[Recorded information — start]

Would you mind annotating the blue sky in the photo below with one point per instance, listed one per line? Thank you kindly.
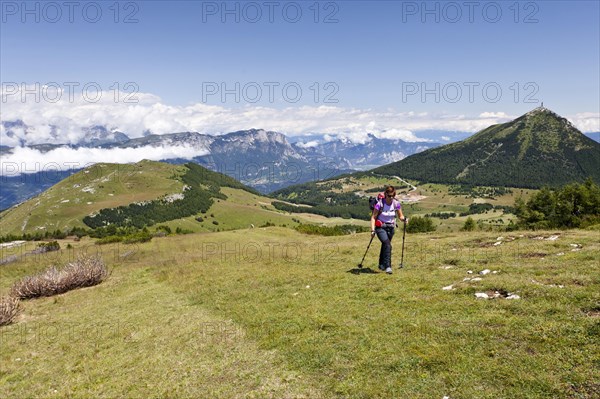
(376, 56)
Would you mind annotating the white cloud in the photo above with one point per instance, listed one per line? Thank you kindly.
(64, 121)
(28, 160)
(586, 121)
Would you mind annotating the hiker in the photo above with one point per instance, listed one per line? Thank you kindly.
(383, 223)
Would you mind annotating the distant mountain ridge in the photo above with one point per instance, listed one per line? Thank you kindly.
(538, 148)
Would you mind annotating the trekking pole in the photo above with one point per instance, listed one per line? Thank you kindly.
(368, 246)
(403, 235)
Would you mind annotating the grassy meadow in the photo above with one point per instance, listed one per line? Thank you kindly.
(272, 313)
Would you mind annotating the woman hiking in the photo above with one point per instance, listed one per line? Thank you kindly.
(383, 223)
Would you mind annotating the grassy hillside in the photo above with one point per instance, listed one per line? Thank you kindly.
(347, 196)
(272, 313)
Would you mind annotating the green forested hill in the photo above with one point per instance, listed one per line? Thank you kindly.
(539, 148)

[Recorded information — finish]

▸ **Task to complete**
The entries must be written out again unchanged. Images are to be left out.

▸ **Solution to this problem**
Would you mind annotating the blue sky in the photo below with one point per instance, listed one per line? Thank you kindly.
(376, 56)
Would you mind annotating the white cloud in the photo above with one point per instance, listed one per line? Thank you kindly.
(64, 121)
(28, 160)
(586, 121)
Would you mind annotating the hiker in the photo above with one point per instance, listed one per line? Thank you kindly.
(383, 223)
Would you mind annotating the distant mountain ridge in the photo above with one point per instance, listed one per line? Thank you kindly.
(538, 148)
Would you mind annotating the trekking pole in the photo above with one point per instance, listed one per line? Thank you kindly.
(368, 246)
(403, 235)
Would you mind annotating the grassy meadow in the photo above with one point per instance, listed one per line? Thank you kindly.
(272, 313)
Would you mind annotating the woman hiking in the photo above with one point per instance, listed one per line? Thank you kindly.
(383, 223)
Would you mind annotating the grassy hillside in the photo above with one point per instance, listed one per line? Thank you kindly.
(347, 196)
(272, 313)
Would you mind annotating the green forested hill in the photo above with one point per instance, listed one per line? Thank you kindly.
(539, 148)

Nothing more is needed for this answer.